___ Items ___
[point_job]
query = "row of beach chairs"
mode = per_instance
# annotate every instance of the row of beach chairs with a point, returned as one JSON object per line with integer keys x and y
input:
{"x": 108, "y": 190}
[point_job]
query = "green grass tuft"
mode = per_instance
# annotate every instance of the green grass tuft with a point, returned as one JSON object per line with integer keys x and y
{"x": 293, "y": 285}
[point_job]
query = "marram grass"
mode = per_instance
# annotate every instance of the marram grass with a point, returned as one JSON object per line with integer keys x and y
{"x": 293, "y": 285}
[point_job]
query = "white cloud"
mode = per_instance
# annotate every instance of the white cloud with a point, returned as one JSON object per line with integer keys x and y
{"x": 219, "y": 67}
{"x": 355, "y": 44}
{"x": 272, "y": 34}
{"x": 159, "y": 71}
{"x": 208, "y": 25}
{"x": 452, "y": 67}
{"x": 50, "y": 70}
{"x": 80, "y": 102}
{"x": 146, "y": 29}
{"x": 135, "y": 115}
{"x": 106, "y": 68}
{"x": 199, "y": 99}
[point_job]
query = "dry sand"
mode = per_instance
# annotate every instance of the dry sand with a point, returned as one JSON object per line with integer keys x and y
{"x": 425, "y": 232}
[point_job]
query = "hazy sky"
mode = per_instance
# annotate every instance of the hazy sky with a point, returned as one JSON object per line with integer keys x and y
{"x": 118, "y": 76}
___
To do » Duplicate the entire listing above, line for line, with no changes to any character.

Answer to this exercise »
[point_job]
query = "row of beach chairs"
mode = per_instance
# annotate every instance of the row of beach chairs with a point, returned as one JSON object per line with integer keys x and y
input:
{"x": 108, "y": 190}
[point_job]
query = "green grass tuft"
mode = per_instance
# annotate every instance of the green grass tuft with a point, returned as one JSON object per line with integer keys x and y
{"x": 293, "y": 285}
[point_job]
query = "marram grass"
mode = per_instance
# annotate every instance of the marram grass with a point, returned as one JSON object per line with integer keys x and y
{"x": 293, "y": 285}
[point_job]
query = "white cloud"
mode = per_instance
# annotate every instance of the white cloud with a point, returned as one JSON object per line with integer keys x and y
{"x": 219, "y": 67}
{"x": 355, "y": 44}
{"x": 272, "y": 34}
{"x": 159, "y": 71}
{"x": 208, "y": 25}
{"x": 452, "y": 67}
{"x": 50, "y": 70}
{"x": 80, "y": 102}
{"x": 146, "y": 29}
{"x": 135, "y": 115}
{"x": 106, "y": 68}
{"x": 199, "y": 99}
[point_job]
query = "dry sand"
mode = per_instance
# annotate every instance of the dry sand with a point, returned as one JSON object per line with integer keys x and y
{"x": 425, "y": 232}
[point_job]
query = "hazy sky"
mode = per_instance
# annotate every instance of the hazy sky with a point, returned as one JSON object per line with integer keys x and y
{"x": 118, "y": 76}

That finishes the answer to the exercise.